-- EXERCISE PASSAGE --
-------------------------
The severe injuries she sustained while being viciously raped and assaulted alone prove she was raped. The extreme level of alcohol in her system only means that it impossible for her to be able to consent. No matter the circumstance, intoxication is not consent (nor is flirting.) This case is many orders of magnitude of severity beyond that.
Even if the defendant just fondled her, it is sexual assault and is an admission that he at the least also played an active role in reinforcing and encouraging the actions of those who did rape and brutalize her.
He told a friend he just passed by and didn’t get involved and that he was “in the wrong place at the wrong time.” but another defendant said that he eagerly went to the crime scene and his admission confirms this as well.
At best he is a vicious scumbag who had no trouble groping a girl who was being horrible assaulted and raped and was okay with violating her and what others were doing to her. At best.
Also, her life threatening blood alcohol concentration of .355 would have been determined at least three hours after she had reportedly been drinking shortly after leaving the dance between 8 and 9 PM and was attacked.
Cody Smith knew she had left the dance and sought her out by all accounts. He could have easily known that she came alone and left the dance early, either by a text message, someone else watching her, etc.
That she was lured to the crime scene, and the assaults also began shortly after the police on campus left early and the presence of a school issue walkie talkie (and could have easily know by other ways as well) as well as the duration, severity and eagerness of the assaults indicate that they were aware of the police had left and that the victim was targeted and her rape was very likely premeditated, possibly before anyone took a drink or even that night.
-------------------------
-- TASK LIST --
**1)** What blood alcohol concentration does the passage report for the victim?
**2)** According to the passage, why was it impossible for the victim to consent? Answer in one to three sentences.
**3)** Please copy the passage word for word, starting at "At best he is" and ending at "her. At best.".

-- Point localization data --
-------------------------
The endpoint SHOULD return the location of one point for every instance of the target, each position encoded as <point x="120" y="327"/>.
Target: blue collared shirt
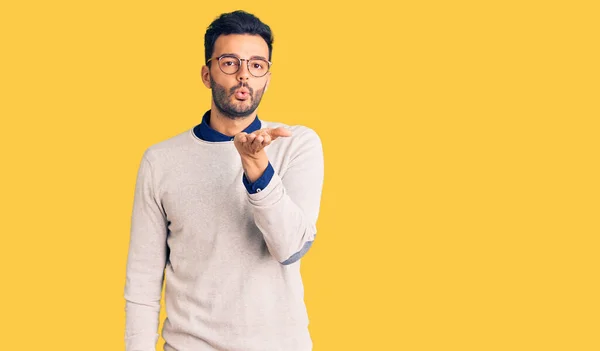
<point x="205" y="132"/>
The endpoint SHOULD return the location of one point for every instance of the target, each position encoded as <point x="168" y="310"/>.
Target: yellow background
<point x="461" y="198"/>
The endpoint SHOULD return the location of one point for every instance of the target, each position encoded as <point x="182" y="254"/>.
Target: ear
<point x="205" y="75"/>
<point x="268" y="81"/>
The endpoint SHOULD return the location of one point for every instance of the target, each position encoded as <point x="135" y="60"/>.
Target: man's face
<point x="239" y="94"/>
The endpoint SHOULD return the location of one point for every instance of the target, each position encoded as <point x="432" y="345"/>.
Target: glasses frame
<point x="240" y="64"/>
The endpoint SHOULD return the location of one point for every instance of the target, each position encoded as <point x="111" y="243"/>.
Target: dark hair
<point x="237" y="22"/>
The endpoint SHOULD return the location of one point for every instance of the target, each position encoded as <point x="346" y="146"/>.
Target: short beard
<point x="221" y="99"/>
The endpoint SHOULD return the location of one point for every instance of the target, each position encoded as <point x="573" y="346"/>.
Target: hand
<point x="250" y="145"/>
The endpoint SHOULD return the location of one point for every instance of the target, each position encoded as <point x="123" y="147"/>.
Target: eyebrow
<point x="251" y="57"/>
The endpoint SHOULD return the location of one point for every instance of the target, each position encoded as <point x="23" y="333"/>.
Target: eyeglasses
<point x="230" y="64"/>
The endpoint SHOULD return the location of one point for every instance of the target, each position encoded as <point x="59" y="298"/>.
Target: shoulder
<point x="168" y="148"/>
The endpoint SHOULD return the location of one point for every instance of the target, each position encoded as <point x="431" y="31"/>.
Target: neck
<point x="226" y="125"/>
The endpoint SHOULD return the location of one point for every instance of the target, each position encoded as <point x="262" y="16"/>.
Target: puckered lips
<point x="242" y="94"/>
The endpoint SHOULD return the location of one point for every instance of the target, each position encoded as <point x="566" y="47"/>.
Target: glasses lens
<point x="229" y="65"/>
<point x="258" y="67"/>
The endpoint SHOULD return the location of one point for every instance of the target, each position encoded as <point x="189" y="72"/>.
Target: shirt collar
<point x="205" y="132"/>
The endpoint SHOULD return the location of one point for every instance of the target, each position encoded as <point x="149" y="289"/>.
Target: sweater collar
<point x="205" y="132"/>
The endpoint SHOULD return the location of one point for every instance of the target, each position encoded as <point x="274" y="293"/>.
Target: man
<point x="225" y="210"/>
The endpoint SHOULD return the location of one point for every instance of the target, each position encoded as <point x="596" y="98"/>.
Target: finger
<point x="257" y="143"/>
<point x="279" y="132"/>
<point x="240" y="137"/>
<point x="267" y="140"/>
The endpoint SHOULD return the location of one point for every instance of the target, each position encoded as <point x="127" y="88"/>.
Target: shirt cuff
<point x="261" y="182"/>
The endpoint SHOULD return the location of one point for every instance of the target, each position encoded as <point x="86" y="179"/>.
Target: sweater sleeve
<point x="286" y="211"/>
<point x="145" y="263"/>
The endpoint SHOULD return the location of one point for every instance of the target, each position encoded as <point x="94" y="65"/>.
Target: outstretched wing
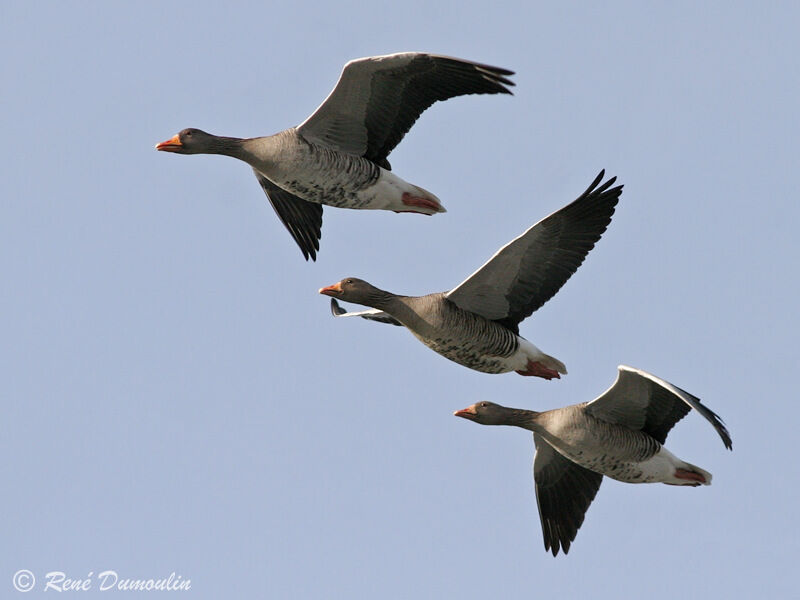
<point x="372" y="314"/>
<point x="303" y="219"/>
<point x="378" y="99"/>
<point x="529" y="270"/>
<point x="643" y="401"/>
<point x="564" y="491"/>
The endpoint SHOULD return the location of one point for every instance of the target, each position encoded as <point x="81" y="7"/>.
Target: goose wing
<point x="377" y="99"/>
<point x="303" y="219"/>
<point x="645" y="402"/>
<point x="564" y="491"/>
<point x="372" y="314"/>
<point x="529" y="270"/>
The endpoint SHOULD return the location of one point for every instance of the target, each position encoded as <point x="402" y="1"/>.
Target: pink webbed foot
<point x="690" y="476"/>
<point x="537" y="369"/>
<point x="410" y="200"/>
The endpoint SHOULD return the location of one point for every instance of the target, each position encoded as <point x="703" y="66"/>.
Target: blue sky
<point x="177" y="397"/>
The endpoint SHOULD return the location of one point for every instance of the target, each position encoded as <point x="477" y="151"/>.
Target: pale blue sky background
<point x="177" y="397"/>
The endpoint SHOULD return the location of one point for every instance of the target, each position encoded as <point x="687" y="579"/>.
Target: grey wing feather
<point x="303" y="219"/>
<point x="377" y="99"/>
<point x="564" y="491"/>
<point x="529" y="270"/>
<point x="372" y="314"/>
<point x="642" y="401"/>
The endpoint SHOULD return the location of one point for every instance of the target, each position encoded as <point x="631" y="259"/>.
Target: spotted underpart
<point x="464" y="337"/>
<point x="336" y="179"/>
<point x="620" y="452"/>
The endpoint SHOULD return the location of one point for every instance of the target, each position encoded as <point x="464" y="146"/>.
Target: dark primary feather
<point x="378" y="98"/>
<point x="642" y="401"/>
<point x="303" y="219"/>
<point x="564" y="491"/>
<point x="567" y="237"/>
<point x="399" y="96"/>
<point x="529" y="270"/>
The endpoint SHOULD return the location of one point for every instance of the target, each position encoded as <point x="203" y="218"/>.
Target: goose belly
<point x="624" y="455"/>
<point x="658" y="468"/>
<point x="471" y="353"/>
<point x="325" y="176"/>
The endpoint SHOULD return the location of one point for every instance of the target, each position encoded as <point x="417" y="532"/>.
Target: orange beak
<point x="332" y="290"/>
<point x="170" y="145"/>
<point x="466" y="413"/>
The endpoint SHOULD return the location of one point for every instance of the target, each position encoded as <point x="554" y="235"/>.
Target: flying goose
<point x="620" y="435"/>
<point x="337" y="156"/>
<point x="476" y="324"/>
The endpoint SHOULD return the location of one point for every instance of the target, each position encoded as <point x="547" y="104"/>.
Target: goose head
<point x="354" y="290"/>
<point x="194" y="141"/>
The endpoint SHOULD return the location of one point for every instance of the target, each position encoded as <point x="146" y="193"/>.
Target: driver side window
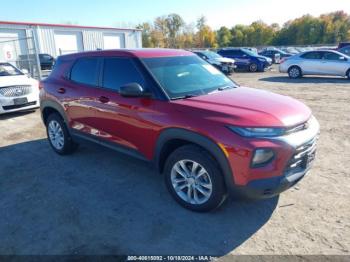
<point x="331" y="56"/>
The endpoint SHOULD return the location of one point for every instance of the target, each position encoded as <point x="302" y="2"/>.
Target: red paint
-------------------------
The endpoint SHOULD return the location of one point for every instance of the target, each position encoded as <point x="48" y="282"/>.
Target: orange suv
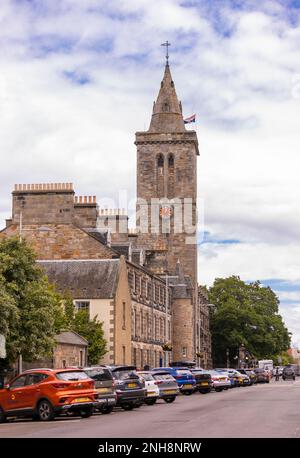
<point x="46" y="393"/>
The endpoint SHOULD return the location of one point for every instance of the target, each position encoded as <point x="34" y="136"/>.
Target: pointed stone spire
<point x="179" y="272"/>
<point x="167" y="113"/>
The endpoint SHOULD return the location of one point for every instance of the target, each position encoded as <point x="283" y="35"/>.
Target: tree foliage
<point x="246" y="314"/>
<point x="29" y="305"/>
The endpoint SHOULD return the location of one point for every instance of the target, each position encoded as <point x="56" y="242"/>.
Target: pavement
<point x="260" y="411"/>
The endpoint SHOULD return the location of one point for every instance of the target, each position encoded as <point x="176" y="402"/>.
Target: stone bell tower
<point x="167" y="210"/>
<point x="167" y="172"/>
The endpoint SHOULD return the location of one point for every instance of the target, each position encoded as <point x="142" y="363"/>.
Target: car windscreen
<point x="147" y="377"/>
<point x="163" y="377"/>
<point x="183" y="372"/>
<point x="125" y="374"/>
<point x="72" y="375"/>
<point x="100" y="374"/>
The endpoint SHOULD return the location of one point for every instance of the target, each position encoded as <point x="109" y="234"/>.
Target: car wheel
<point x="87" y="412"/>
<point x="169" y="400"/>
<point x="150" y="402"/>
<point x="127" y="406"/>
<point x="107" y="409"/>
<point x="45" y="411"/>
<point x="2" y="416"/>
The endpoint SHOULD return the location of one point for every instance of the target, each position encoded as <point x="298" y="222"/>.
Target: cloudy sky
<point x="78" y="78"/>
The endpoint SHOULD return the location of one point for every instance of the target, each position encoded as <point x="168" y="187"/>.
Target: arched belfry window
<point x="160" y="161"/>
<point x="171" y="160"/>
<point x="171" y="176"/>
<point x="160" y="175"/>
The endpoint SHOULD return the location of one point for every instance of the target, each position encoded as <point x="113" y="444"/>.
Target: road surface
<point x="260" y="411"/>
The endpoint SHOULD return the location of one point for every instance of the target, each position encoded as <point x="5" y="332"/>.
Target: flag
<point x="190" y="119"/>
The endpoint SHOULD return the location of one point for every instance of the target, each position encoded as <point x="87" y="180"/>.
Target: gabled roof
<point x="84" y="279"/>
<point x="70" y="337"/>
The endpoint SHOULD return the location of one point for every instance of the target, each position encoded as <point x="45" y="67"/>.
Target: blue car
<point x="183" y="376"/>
-------------------------
-- PROBLEM SOLUTIONS --
**1)** .355

**2)** The passage says the extreme level of alcohol in her system made it impossible for her to consent. It describes her blood alcohol concentration of .355 as life threatening.

**3)**
At best he is a vicious scumbag who had no trouble groping a girl who was being horrible assaulted and raped and was okay with violating her and what others were doing to her. At best.